Objective: Copy the lines running from the line with "of the gray" up to and including the line with "column 245, row 337", keeping every character unchanged.

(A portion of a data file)

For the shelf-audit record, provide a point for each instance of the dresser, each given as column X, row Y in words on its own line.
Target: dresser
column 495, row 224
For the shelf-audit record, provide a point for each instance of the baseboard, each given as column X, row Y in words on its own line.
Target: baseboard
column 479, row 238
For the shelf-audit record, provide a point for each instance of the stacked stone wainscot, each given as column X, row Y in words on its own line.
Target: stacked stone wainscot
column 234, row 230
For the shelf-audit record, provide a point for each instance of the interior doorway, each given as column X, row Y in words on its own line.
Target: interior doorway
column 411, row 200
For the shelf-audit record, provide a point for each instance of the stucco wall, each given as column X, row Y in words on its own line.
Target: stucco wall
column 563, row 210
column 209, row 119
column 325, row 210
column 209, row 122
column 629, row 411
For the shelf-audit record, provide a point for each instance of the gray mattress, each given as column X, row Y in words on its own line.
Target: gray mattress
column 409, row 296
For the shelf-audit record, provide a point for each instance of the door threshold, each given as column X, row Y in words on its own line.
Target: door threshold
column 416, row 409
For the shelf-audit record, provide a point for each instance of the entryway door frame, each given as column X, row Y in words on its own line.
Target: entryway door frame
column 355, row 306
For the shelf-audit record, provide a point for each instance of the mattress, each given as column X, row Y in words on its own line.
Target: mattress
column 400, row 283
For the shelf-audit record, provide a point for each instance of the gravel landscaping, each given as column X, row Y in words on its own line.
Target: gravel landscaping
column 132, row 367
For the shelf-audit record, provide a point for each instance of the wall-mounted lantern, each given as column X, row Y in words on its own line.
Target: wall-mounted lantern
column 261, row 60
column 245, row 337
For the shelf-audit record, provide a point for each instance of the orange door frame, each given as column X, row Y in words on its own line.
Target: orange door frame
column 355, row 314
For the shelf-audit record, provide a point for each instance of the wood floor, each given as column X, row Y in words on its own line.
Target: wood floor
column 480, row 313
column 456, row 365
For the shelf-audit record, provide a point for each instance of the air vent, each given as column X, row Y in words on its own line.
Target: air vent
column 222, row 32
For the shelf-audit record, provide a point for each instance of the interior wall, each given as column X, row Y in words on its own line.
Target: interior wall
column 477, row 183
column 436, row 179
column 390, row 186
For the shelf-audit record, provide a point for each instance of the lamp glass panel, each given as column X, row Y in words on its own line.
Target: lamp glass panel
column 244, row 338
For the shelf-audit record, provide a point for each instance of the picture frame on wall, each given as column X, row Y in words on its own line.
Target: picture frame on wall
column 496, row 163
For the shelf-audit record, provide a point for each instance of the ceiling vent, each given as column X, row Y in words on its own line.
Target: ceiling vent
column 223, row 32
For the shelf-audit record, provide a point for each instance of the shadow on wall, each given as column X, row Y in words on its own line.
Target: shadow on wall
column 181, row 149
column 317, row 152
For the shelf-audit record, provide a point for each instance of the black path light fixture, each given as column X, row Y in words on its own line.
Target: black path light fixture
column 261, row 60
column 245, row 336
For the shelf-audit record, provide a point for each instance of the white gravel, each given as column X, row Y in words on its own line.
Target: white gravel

Complete response:
For the shelf-audit record, provide a point for each instance of the gray mattress, each given as column X, row Y in words on its own line.
Target: gray mattress
column 409, row 296
For the shelf-audit record, provide a point for each instance of the door threshold, each given as column X, row Y in words on its own line.
Target: door threshold
column 416, row 409
For the shelf-audit record, provide a point for each instance of the entryway door frame, each given as column X, row Y in words on its own line.
Target: entryway door frame
column 355, row 306
For the shelf-audit record, provide a point for each instance of the mattress, each given as column X, row Y in words on its own line.
Target: mattress
column 400, row 283
For the shelf-audit record, provide a point for each instance of the gravel landscaping, each given as column X, row Y in words on its own line.
Target: gravel landscaping
column 132, row 367
For the shelf-audit record, provide a point for each instance of the wall-mounted lantern, each given as column X, row Y in words on its own line.
Target: wall-mounted lantern
column 261, row 60
column 245, row 337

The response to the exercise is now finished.